Kindes am Jungmädeldienst zurückzuführen sind (...). In den Schlägen brachte er seine der weltlichen Erziehungseinrichtung feindliche Einstellung zum Ausdruck." Zusätzlich strafverschärfend wirkte sich die Vorstrafe aus dem Jahre 1936 aus. Wegen der Körperverletzung allein wäre es laut Urteilsbegründung bei einer geringfügigen Geldstrafe geblieben, „wegen seiner staatsfeindlichen Einstellung und Betätigung" aber verurteilte das Gericht den Vikar unter Anrechnung der Untersuchungshaft zu sechs Monaten Gefängnis.

-=-=-=-=-

**ZIEL DER ÜBUNG**:
Setze den Auszug über die Verurteilung des Vikars im Anschluss an seinen letzten Satz fort. Die Einträge sind eigenständiges Material und gehören nicht zum Auszug.

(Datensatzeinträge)
-=-=-=-=-

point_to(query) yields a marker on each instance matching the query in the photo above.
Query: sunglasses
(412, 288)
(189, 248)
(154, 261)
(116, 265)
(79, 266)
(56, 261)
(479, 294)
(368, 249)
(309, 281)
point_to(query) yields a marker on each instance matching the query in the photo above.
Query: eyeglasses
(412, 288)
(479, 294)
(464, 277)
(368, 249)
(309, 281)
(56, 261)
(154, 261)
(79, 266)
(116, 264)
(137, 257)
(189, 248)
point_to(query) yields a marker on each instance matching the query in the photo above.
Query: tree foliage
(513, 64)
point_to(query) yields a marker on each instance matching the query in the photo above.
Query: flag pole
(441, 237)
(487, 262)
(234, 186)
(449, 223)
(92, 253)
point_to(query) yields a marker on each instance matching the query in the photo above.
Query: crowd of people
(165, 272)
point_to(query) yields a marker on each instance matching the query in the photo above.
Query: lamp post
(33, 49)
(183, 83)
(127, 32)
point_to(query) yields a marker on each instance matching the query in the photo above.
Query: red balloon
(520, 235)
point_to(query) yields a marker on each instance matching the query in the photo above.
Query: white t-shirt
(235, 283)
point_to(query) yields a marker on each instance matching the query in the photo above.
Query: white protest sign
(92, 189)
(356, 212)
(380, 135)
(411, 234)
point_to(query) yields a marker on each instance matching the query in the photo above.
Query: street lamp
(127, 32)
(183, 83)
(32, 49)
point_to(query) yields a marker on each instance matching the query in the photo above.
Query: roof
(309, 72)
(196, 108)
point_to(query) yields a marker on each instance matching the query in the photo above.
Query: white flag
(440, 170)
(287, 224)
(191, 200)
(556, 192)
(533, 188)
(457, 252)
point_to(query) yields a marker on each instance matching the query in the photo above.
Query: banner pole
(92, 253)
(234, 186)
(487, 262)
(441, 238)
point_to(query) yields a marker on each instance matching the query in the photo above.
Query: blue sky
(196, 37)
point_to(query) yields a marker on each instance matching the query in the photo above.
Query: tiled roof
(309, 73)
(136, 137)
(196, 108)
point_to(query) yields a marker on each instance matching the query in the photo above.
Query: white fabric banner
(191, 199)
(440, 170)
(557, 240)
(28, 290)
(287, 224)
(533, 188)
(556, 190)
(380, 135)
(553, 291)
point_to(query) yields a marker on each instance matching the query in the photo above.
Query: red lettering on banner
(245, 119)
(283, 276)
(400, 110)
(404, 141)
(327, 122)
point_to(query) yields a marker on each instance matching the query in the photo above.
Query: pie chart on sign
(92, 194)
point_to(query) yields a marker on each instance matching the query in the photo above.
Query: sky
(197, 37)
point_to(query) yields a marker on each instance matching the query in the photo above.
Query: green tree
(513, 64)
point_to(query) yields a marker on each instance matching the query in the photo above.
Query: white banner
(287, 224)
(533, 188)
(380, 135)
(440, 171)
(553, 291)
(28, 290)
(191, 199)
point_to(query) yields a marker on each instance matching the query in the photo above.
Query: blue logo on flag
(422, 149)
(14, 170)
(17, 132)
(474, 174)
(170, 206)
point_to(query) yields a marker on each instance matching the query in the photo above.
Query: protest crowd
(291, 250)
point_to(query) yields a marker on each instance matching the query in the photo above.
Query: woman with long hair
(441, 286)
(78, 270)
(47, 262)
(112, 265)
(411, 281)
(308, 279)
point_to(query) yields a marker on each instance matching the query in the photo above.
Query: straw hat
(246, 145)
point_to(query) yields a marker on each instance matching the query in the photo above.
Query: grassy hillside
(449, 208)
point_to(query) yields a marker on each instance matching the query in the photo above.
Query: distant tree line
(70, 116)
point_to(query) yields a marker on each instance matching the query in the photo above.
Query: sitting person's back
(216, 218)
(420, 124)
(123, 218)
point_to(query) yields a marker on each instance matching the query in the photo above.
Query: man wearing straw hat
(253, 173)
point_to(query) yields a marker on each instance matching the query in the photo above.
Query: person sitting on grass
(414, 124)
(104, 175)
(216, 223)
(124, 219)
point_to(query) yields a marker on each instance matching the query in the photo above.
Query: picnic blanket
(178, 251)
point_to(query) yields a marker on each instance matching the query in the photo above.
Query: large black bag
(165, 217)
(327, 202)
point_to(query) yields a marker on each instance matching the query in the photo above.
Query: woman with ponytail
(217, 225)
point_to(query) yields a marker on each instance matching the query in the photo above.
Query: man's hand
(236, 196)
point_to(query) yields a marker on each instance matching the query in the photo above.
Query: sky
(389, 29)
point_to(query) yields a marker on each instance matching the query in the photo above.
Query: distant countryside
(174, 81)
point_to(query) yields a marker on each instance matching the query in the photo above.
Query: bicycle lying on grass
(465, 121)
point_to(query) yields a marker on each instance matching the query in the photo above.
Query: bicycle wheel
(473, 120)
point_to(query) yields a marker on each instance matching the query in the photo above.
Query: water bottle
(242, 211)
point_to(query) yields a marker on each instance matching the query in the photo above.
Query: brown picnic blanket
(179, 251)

-=-=-=-=-

**ANTWORT**:
Regulär endete die Gefängnishaft am 26.8.1941; O. wurde jedoch nicht entlassen, sondern verblieb weiterhin in Schutzhaft. Bemühungen des Bischofs Heinrich Wienken vom Commissariat der Fuldaer Bischofskonferenz, beim Reichssicherheitshauptamt und bei zuständigen Regierungsstellen in Berlin eine Freilassung zu erreichen, blieben erfolglos.

Am 10.10.1941 wurde O. in das KZ Dachau überführt. Vor seinem Abtransport verabschiedete er sich von einem geistlichen Mitbruder, Pfr. Karl Josef Eckardt, mit den Worten: „Ich gehe den Weg, den Gott mir diktiert, mehr tue ich nicht! Betet für mich, daß Gottes "Wille an mir geschehe und sein Reich — auch in Ungerechtigkeiten — sich weiter mehre." In Dachau erhielt er die Häftlingsnummer 27 826 und wurde dem Priesterblock 26 zugeteilt. In den Augen seiner Peiniger galt er als besonders renitent. Seine Akte enthält den Vermerk: „Der Schutzhäftling Oberhaus ist ein Wiederholungszersetzer am Ideengut des Nationalsozialismus (..)."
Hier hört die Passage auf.